» **MATERIAL PROVIDED**:

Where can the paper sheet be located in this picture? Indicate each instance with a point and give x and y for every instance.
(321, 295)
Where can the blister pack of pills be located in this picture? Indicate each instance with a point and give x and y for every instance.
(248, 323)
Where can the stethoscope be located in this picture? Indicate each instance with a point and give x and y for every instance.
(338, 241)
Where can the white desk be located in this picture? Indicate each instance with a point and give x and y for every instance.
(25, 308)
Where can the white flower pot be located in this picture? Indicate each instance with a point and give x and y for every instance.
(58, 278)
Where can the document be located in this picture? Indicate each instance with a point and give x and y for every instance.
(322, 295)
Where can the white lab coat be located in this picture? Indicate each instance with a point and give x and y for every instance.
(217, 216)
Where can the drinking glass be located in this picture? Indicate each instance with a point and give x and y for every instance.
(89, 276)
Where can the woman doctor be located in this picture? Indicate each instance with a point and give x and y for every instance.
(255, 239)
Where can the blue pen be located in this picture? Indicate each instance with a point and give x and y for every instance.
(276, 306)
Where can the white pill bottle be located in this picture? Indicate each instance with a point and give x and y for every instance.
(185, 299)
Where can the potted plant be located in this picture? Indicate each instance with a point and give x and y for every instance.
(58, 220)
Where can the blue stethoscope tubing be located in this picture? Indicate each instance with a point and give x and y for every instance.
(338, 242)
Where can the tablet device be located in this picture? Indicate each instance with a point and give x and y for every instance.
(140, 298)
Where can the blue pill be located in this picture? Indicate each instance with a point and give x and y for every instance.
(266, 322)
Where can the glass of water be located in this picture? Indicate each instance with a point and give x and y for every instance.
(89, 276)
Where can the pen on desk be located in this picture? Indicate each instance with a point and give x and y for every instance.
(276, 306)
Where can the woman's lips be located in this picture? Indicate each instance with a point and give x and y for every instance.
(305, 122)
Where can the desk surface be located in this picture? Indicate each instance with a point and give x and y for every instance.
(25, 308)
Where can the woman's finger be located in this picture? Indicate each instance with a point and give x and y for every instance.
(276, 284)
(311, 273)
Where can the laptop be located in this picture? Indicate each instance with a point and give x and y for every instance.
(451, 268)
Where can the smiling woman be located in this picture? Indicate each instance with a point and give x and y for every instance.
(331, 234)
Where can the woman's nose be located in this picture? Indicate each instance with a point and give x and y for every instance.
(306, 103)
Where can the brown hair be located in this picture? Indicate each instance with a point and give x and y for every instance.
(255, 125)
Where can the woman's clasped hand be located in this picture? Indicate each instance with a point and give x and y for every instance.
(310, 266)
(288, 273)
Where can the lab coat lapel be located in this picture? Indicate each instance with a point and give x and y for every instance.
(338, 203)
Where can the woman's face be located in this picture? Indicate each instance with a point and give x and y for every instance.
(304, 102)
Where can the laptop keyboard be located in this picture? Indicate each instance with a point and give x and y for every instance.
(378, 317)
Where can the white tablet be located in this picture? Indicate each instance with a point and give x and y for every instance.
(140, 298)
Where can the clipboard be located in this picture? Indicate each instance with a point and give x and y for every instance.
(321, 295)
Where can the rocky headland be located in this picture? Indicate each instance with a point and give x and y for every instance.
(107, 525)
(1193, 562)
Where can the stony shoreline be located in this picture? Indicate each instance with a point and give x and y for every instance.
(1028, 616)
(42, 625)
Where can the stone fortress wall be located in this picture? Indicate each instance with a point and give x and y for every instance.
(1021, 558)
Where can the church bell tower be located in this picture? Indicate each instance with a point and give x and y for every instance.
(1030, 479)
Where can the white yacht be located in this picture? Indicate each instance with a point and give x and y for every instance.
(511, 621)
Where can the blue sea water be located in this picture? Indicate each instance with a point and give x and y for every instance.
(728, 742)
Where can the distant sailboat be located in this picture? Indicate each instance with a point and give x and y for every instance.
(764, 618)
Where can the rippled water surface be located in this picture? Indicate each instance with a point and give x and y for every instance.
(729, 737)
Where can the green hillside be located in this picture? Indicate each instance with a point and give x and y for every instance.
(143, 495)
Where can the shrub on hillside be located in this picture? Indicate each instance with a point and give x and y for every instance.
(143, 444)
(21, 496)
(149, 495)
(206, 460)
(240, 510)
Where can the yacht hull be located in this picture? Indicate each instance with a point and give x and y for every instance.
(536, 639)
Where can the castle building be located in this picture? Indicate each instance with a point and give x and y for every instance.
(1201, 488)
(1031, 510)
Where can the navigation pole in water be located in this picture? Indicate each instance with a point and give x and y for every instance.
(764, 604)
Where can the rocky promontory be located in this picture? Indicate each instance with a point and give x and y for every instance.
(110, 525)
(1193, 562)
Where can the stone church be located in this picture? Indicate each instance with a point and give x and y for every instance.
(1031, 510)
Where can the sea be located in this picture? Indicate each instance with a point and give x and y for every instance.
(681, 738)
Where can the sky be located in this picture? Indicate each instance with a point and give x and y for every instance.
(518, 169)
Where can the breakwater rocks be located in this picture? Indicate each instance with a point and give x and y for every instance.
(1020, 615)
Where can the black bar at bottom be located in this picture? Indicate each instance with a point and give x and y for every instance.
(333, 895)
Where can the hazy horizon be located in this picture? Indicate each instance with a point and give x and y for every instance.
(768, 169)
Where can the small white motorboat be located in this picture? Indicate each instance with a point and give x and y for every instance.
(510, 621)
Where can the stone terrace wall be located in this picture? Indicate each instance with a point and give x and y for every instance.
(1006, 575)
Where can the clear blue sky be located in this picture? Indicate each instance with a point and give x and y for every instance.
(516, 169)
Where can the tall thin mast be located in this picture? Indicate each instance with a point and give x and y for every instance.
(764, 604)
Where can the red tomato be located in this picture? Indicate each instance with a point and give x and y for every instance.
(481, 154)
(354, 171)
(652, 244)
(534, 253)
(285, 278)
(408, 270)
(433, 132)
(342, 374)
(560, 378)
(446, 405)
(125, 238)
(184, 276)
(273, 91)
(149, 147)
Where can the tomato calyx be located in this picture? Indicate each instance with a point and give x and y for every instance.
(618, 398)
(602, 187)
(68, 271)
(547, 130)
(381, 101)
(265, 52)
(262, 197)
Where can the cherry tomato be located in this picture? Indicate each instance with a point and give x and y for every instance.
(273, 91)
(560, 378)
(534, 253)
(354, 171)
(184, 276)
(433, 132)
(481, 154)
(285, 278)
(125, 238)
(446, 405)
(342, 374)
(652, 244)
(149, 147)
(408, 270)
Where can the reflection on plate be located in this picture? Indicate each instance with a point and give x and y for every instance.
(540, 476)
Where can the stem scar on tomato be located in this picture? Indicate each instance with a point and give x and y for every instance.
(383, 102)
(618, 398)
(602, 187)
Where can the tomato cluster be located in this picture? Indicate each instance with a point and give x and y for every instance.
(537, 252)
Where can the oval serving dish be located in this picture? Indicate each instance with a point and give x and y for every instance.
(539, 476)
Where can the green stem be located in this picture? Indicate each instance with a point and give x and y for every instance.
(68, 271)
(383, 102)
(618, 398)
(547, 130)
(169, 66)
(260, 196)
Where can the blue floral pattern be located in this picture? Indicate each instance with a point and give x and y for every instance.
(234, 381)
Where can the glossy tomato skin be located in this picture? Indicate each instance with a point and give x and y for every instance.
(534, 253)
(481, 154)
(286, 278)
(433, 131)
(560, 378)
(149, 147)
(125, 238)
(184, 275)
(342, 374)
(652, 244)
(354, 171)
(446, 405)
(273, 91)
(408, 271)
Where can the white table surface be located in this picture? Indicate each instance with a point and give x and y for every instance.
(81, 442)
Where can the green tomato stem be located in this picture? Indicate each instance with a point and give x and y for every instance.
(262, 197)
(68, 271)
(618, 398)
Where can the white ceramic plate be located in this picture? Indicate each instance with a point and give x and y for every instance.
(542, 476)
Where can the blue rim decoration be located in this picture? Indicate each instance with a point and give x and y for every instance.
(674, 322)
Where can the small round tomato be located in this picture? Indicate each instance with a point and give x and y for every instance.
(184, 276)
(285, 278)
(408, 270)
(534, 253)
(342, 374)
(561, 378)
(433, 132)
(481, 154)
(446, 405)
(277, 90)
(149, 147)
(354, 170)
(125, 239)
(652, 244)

» **WHAT THE TASK ASKS**:
Repeat only the lines running from the line that contains "Where can the white table surface" through the last line above, inclusive.

» **RESULT OF THE EXERCISE**:
Where can the white table surface be located in this picture? Indicate each instance with a point and give x and y for every instance.
(81, 442)
Where can the green tomato stem be located in this picture? Indicate each instance with a point and give x and y for every instance.
(262, 197)
(68, 271)
(618, 398)
Where can the white ceramic plate be located in this picture? Indicate each instance with a point and give x and y for every instance.
(542, 476)
Where can the blue rim decoration be located in this picture? Indicate each instance with a point and give x and y for every instance.
(674, 322)
Where can the small round tomato be located in this picture? Indicate each instance with a point and give x and y for every instance.
(184, 276)
(285, 278)
(408, 270)
(534, 253)
(342, 374)
(561, 378)
(433, 132)
(481, 154)
(446, 405)
(277, 90)
(149, 147)
(354, 170)
(125, 239)
(652, 244)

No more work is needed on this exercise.